__EXERCISE REQUIREMENTS__:
Write the data out again, exactly as given.

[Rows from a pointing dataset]
* * * * *

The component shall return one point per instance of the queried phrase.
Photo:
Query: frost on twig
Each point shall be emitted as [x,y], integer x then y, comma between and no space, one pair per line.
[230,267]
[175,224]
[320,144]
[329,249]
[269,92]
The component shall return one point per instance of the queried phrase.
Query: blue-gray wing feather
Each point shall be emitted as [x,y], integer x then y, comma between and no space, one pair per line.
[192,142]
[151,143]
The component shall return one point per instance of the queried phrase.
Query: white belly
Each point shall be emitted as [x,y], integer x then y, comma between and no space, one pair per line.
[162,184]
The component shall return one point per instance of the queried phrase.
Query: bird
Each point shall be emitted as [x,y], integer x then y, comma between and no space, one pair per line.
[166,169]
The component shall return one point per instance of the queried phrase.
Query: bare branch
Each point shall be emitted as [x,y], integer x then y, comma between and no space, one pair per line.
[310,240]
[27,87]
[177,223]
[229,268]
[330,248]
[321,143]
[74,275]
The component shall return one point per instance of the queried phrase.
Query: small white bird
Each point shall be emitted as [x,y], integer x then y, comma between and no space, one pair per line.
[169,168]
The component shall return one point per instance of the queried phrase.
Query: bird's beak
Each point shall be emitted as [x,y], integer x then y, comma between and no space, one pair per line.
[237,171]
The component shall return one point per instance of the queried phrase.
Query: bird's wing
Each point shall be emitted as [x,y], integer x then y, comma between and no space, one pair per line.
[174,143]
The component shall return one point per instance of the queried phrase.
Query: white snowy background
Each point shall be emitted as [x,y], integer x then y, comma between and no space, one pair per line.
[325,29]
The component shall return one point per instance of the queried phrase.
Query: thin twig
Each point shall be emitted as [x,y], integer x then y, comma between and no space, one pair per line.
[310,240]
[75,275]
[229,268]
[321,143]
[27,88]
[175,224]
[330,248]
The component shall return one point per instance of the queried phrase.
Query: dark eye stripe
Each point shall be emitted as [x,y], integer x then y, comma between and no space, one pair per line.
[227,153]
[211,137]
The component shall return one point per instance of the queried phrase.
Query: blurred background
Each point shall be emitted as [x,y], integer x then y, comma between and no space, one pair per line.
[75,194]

* * * * *

__FULL OUTPUT__:
The component shall return one point per instance of the queried phrase.
Photo:
Query: frost on twig
Each point shall be emitted as [x,y], integer x then y, comma between and no space, one pair per line.
[230,267]
[175,224]
[320,144]
[329,249]
[269,92]
The component shall return one point per instance of the queried phrase.
Query: blue-gray wing feather
Each point shall be emitted as [x,y], integer x then y, comma between and no space, one pair per line.
[192,142]
[151,143]
The component shall return one point per instance of the queried phrase.
Query: white belly
Each point shall be emitted as [x,y], integer x then y, comma between and no space, one pair per line.
[162,184]
The component shall return one point per instance of the queried phrase.
Query: bird
Each point shall be emitted as [x,y], integer x then y, comma between and no space, one pair per line.
[166,169]
The component shall return one point per instance of the queried phrase.
Query: bare branch
Each point shall be emitted as [x,y], integer x then y, comma between and no space, one pair per line.
[310,240]
[27,87]
[177,223]
[229,268]
[330,248]
[321,143]
[74,275]
The component shall return one point per instance of the queried phrase.
Query: small white bird
Each point shall be emitted as [x,y], integer x then y, comma between and no space, one pair per line.
[169,168]
The component shall return one point per instance of the queried phrase.
Query: bird's beak
Each point shall be emitted as [x,y], integer x then y, comma between and no space, one pair per line.
[237,171]
The component shall return one point per instance of the queried phrase.
Query: bird's wing
Each point shall be emitted as [x,y], integer x then y, comma between and no space, one pair per line.
[174,143]
The component shall return one point per instance of the queried phrase.
Query: white snowy background
Each point shall be emitted as [x,y], integer x then y, comma between and no space, one pair per line.
[325,29]
The component shall return one point per instance of the queried phrase.
Query: thin twig
Each point shall be emitted as [x,y], integer x then y, comma between and no space, one pair per line.
[310,240]
[75,275]
[229,268]
[321,143]
[27,88]
[175,224]
[330,248]
The component shall return one point per instance of the queried phrase.
Query: dark eye stripe
Each point shall be emitted as [x,y], integer x then y, comma between and no space, one pair per line.
[227,153]
[211,137]
The component shall return one point per instance of the queried phrase.
Query: blurred background
Each point shall be emitted as [x,y], integer x then y, comma between and no space, one pair per line.
[75,194]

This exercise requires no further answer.